— Start Entries —
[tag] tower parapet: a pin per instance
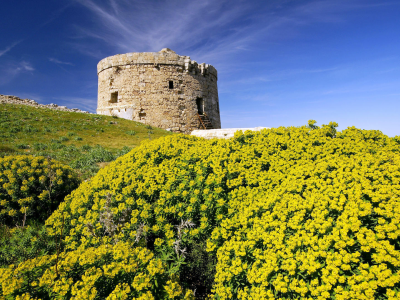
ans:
(162, 89)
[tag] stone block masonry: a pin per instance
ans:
(161, 89)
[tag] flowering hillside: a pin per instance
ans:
(287, 213)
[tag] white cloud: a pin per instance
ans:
(10, 71)
(2, 52)
(208, 30)
(57, 61)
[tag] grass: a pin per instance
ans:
(84, 141)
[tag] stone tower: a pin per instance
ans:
(161, 89)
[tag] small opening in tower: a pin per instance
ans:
(114, 97)
(200, 106)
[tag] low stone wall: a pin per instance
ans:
(222, 133)
(15, 100)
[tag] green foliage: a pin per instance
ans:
(131, 132)
(47, 132)
(284, 213)
(107, 272)
(32, 187)
(279, 197)
(63, 139)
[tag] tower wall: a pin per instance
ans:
(161, 89)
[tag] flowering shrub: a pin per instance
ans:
(105, 272)
(32, 186)
(289, 212)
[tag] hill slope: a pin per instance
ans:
(83, 141)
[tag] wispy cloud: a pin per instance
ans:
(7, 49)
(57, 61)
(11, 70)
(209, 30)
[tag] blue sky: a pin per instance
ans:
(280, 63)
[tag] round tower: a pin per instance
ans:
(161, 89)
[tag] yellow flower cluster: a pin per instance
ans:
(320, 220)
(32, 186)
(290, 213)
(105, 272)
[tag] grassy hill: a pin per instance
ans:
(84, 141)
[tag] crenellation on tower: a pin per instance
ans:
(161, 89)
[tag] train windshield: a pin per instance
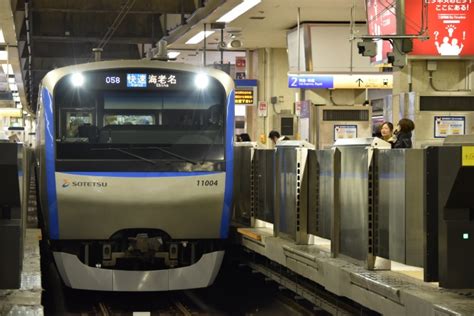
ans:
(126, 114)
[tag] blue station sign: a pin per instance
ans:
(310, 82)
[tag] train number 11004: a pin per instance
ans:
(207, 183)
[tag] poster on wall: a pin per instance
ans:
(381, 20)
(449, 125)
(450, 27)
(345, 131)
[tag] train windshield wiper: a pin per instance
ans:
(126, 153)
(168, 153)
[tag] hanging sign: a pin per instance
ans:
(449, 125)
(262, 108)
(345, 131)
(450, 27)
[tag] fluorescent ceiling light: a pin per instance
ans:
(7, 69)
(3, 55)
(173, 55)
(238, 10)
(10, 112)
(13, 87)
(199, 37)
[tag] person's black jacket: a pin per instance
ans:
(403, 140)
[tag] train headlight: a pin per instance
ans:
(77, 79)
(201, 81)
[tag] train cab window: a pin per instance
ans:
(99, 119)
(74, 120)
(124, 119)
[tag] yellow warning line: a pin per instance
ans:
(250, 234)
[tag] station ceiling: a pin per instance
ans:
(56, 33)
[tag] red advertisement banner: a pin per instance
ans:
(382, 20)
(450, 27)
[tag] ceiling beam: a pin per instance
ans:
(106, 11)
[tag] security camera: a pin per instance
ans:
(397, 59)
(222, 45)
(235, 44)
(367, 48)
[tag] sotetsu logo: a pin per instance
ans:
(84, 184)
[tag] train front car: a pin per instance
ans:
(135, 173)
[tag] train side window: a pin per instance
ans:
(75, 119)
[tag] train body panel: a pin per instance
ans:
(183, 204)
(135, 168)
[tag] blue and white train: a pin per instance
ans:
(135, 167)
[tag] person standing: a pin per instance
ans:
(275, 137)
(403, 134)
(386, 131)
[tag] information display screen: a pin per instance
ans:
(136, 80)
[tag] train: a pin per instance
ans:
(134, 165)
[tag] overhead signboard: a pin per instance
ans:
(310, 81)
(363, 81)
(246, 92)
(244, 96)
(263, 109)
(345, 131)
(450, 27)
(449, 125)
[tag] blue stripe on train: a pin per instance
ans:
(229, 176)
(140, 174)
(50, 168)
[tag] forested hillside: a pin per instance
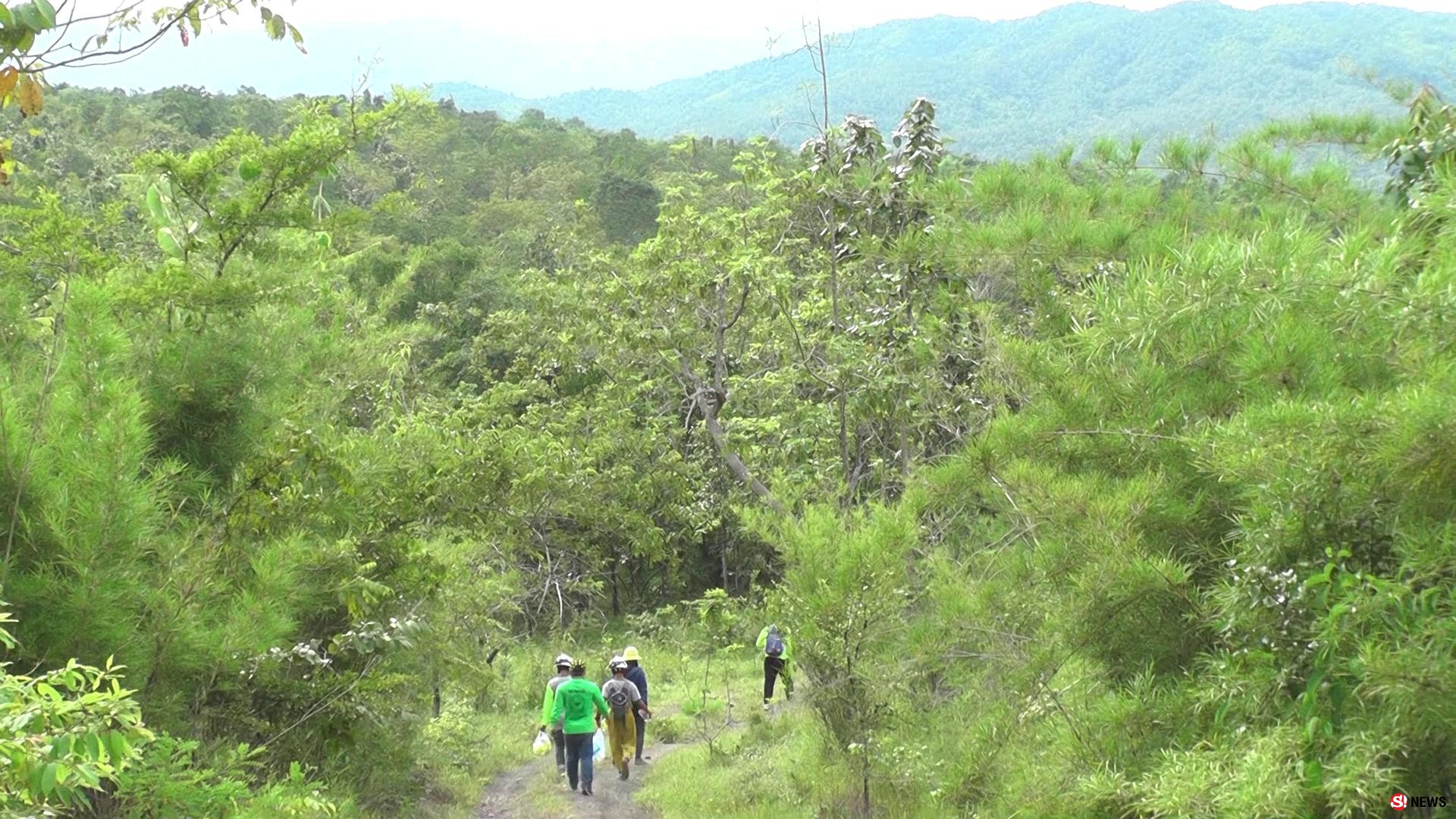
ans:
(1065, 77)
(1100, 487)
— End Entries —
- What is needed -
Could you write out the listing above again with every "a pin per instance" changed to "one point for each", leaving the picture lines out and keeping everything else the same?

- Result for this exercise -
[tag] tower parapet: one point for each
ans:
(162, 89)
[tag] stone block masonry: one point for each
ans:
(161, 89)
[tag] flowering hillside: one point for each
ans:
(287, 213)
[tag] white cloud: one point for each
ans:
(10, 71)
(2, 52)
(208, 30)
(57, 61)
[tag] grass: one point for each
ans:
(84, 141)
[tag] stone tower: one point for each
ans:
(161, 89)
[tag] small opening in tower: one point for each
ans:
(114, 97)
(200, 106)
[tag] low stone wall: one point for each
ans:
(222, 133)
(15, 100)
[tag] green foliage: one point for each
ans:
(131, 132)
(47, 132)
(284, 213)
(107, 272)
(32, 187)
(279, 197)
(63, 139)
[tag] tower wall: one point for each
ans:
(161, 89)
[tag] flowering shrub: one point for each
ans:
(105, 272)
(32, 186)
(289, 212)
[tag] hill slope: one point for each
ans:
(83, 141)
[tag] wispy cloud: one point for each
ans:
(7, 49)
(57, 61)
(11, 70)
(209, 30)
[tag] blue sky: one point for each
ans:
(280, 63)
[tag] round tower: one point for each
ans:
(161, 89)
[tag] yellow flower cluster: one point for each
ans:
(320, 220)
(32, 186)
(290, 213)
(105, 272)
[tag] grassy hill: one point for each
ans:
(84, 141)
[tag] crenellation on tower: one point for each
ans:
(161, 89)
[tag] train windshield: one point for each
ans:
(126, 114)
[tag] blue station sign: one point for each
ans:
(310, 82)
[tag] train number 11004: one point for each
ans:
(207, 183)
[tag] poster on wall: one point for each
ans:
(381, 20)
(449, 125)
(450, 27)
(345, 131)
[tag] train windshield wiper: one point for each
ans:
(126, 153)
(168, 153)
[tag] hanging sign: one point for each
ans:
(449, 125)
(262, 108)
(345, 131)
(450, 27)
[tag] fluorescent ceiling light: one point for each
ans:
(7, 69)
(3, 55)
(173, 55)
(238, 10)
(10, 112)
(13, 87)
(199, 37)
[tag] person's black jacket: one point for each
ans:
(403, 140)
[tag] train headlight: one point for each
ans:
(77, 79)
(201, 81)
[tag] train cab window: one point for each
ans:
(99, 119)
(74, 120)
(124, 119)
[tag] yellow warning line: one point for each
ans:
(250, 234)
[tag] station ceiling: one point for each
ans:
(56, 33)
[tag] red advertisement banner: one point for each
ans:
(382, 20)
(450, 27)
[tag] ceiling beam: one point for each
ans:
(106, 11)
[tag] security camera: one point for each
ans:
(397, 59)
(222, 45)
(235, 44)
(367, 48)
[tag] sotetsu logo: one point for each
ans:
(84, 184)
[tag] train front car: one point for each
ans:
(135, 173)
[tag] train side window: one point for each
ans:
(75, 119)
[tag] train body panel: one point for each
ans:
(183, 204)
(135, 168)
[tag] blue and white train: one point for each
ans:
(135, 167)
[tag] person standing: one point for each
ans:
(275, 137)
(403, 134)
(386, 131)
[tag] information display screen: one point for each
ans:
(136, 80)
[tag] train: one point for each
ans:
(134, 165)
[tag] overhead signboard: one point for each
ans:
(310, 81)
(363, 81)
(246, 92)
(244, 96)
(263, 109)
(345, 131)
(450, 27)
(449, 125)
[tag] blue stripe on train: one point for each
ans:
(229, 176)
(140, 174)
(50, 168)
[tag] forested hillside: one point for each
ans:
(1065, 77)
(1100, 487)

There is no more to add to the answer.